[Kutipan yang disediakan]

+-------+

Dalam upaya untuk mendorong perubahan secara bertahap, diperlukan semacam proses perlahan dalam mengikis dominasi patriarki yang bertautan dengan budaya serta diterima sebagai hal yang umum. Dibutuhkan sebuah pemahaman bahwa antara laki-laki dan perempuan memang berbeda secara fisik, tetapi dalam kehidupan sosial, keduanya setara: memiliki hak yang sama dan dapat menjalankan peran sesuai dengan keahliannya masing-masing. Berikut upaya-upaya nyata yang dapat didorong:
Individu
Upaya yang dapat dilakukan untuk mengubah gender inequality secara perlahan adalah dengan memahami bahwa laki-laki dan perempuan memiliki kesempatan yang sama. Bahkan, pekerjaan rumah tangga pun dapat dilakukan oleh laki-laki sehingga beban rumah tangga bisa dipikul bersama-sama. Laki-laki bisa mencuci, memasak, dan menyapu tanpa harus malu. Sementara perempuan juga dapat bekerja mencari nafkah dan belajar tanpa harus merasa tertekan dengan pekerjaan rumah tangga, apalagi bagi yang telah menikah. Menciptakan lingkungan keluarga yang setara dengan pembagian kerja yang fleksibel merupakan sebuah upaya maksimal untuk mencapai kesetaraan. Sementara langkah minimal juga dapat dilakukan dengan membantu meringankan beban domestik perempuan, misalnya laki-laki dapat cekatan dalam melakukan pekerjaan domestik tanpa harus diminta.

+-------+

[Latihan singkat]
Jawablah pertanyaan berikut berdasarkan kutipan tentang kesetaraan gender di atas.
(a) Dalam hal apa laki-laki dan perempuan dinyatakan berbeda, dan dalam hal apa keduanya setara?
(b) Pekerjaan apa saja yang disebutkan bisa dilakukan laki-laki tanpa harus malu?
(c) Apa yang disebut sebagai langkah minimal?

[Baris dari dataset penunjukan]
+-------+

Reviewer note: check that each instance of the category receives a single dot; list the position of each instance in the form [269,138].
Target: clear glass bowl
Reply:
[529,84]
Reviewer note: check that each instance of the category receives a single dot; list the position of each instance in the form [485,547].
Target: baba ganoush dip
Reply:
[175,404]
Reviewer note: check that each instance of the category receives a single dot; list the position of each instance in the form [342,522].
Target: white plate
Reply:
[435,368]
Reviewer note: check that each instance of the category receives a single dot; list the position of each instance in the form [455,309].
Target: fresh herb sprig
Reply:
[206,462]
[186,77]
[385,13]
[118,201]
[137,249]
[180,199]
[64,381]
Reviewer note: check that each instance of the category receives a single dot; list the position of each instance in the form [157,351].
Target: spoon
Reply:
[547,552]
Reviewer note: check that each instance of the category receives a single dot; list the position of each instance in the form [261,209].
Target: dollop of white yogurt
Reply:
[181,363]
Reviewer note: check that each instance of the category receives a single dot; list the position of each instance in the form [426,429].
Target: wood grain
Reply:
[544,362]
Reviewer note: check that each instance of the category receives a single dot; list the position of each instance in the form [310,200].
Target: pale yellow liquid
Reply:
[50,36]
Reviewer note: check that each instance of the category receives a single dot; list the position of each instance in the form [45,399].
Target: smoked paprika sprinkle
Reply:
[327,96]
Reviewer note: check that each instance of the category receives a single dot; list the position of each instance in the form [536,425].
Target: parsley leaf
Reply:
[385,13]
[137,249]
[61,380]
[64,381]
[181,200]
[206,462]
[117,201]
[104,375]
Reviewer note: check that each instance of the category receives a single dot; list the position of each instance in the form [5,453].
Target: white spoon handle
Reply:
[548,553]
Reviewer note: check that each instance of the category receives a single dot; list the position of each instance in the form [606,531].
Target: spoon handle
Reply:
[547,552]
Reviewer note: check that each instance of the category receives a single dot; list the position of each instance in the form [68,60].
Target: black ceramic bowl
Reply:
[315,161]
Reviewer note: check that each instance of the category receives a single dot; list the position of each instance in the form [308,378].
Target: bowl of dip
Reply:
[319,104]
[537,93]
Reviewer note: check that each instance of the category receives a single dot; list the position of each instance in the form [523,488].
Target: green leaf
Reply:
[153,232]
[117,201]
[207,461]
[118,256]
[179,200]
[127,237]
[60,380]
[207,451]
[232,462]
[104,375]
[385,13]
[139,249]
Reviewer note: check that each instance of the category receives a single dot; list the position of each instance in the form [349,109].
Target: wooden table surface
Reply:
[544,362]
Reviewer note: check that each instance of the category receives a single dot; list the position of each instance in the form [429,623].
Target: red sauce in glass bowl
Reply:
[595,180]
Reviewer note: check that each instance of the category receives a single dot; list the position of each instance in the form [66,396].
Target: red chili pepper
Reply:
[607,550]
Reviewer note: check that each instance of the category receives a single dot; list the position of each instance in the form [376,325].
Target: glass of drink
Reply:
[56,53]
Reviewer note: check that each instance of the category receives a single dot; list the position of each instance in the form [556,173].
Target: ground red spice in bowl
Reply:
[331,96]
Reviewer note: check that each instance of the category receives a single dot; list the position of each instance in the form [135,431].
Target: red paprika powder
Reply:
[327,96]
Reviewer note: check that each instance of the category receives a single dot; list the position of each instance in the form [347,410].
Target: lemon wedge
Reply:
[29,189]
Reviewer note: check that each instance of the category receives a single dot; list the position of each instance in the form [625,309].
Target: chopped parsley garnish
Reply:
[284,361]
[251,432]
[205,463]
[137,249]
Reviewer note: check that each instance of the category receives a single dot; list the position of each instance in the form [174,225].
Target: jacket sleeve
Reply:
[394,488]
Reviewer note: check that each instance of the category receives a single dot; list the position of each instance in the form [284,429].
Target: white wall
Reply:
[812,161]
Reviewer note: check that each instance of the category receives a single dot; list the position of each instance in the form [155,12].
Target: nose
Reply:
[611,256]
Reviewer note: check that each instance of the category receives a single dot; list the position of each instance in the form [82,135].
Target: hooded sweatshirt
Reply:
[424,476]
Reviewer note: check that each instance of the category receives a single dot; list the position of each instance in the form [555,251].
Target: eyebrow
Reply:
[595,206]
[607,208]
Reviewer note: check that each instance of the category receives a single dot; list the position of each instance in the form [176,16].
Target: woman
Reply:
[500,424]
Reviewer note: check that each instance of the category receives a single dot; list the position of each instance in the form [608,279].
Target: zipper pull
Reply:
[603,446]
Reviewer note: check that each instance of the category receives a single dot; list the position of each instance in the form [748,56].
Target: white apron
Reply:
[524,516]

+-------+

[Jawaban lengkap]
(a) Laki-laki dan perempuan berbeda secara fisik. Dalam kehidupan sosial keduanya setara, yaitu memiliki hak yang sama dan dapat menjalankan peran sesuai dengan keahliannya masing-masing.
(b) Mencuci, memasak, dan menyapu.
(c) Membantu meringankan beban domestik perempuan, misalnya laki-laki cekatan melakukan pekerjaan domestik tanpa harus diminta.